# It's Koda's Turn...Halloween Costume!



## Melina (Feb 20, 2010)

I just got back from getting him this costume...Oh man, it cracks me up.

It's somewhat plushy, so before I got it on him he tried to grab it and run off with it like it was a new toy. I was like, "No! Ah! It's not a toy, it's a costume!" 

Bucking Bronco!









The beast has been tamed...


----------



## DCluver33 (May 27, 2010)

haha I thought about getting this for Dodger. I had a whole theme planned out I could be a cowgirl, Dodger could be the bucking bull, and my 2 year old nephew could be a pony.


----------



## KZoppa (Aug 14, 2010)

OMG i love it!!! can i use those pictures for my video?


----------



## JakodaCD OA (May 14, 2000)

that is to funny, there is a video on You tube that is hilarious, one of the dogs was wearing that costume!


----------



## Melina (Feb 20, 2010)

**AVAILABLE DATA**
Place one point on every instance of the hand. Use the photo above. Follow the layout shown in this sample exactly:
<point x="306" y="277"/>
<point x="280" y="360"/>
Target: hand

**SHORT EXERCISE**
Write the next part of the forum thread about Koda's Halloween costume, picking up right after its final line above.

**ANSWER FOR THIS EXERCISE**
KZoppa said:


> OMG i love it!!! can i use those pictures for my video?


By all means, go ahead!  He looks like such a doofus, haha...These pictures definitely show the "softer side" that Shepherds have.


----------



## KZoppa (Aug 14, 2010)

awesome! thanks! and yes it does show the softer side along with the goofy side hehe!!!! love it!


----------



## Good_Karma (Jun 28, 2009)

Melina that is too cool! The people who come up with these costumes are so creative.


----------



## Miss Molly May (Feb 19, 2010)

:rofl: Ride em cowboy yee haa!!!!!!!


----------



## Wolfiesmom (Apr 10, 2010)

LMAO! I love it!!!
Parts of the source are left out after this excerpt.